Format the data below as a two-column CSV with columns named input and output. Put each text in input and its answer in output, one pair per row, with every field in double quotes, line breaks turned into spaces, and the pictures left out.

#####

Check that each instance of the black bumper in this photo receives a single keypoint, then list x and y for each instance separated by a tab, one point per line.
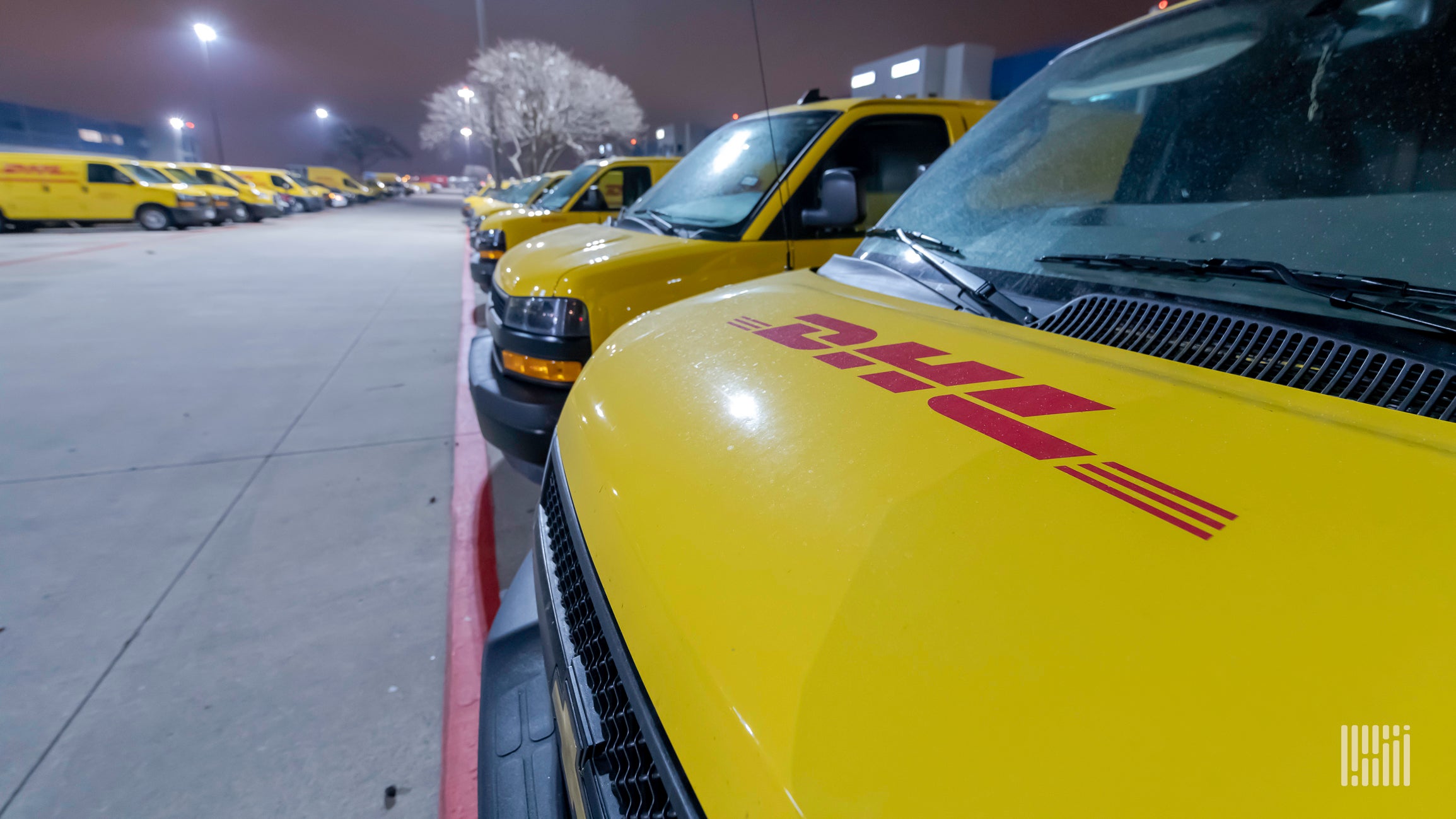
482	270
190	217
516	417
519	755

#####

- Written response:
input,output
"Check that each instance of the black bumper in this photo receives a single keypoint, then list x and y for each instance separated by a tab, one point per line.","482	270 190	217 516	417 519	755"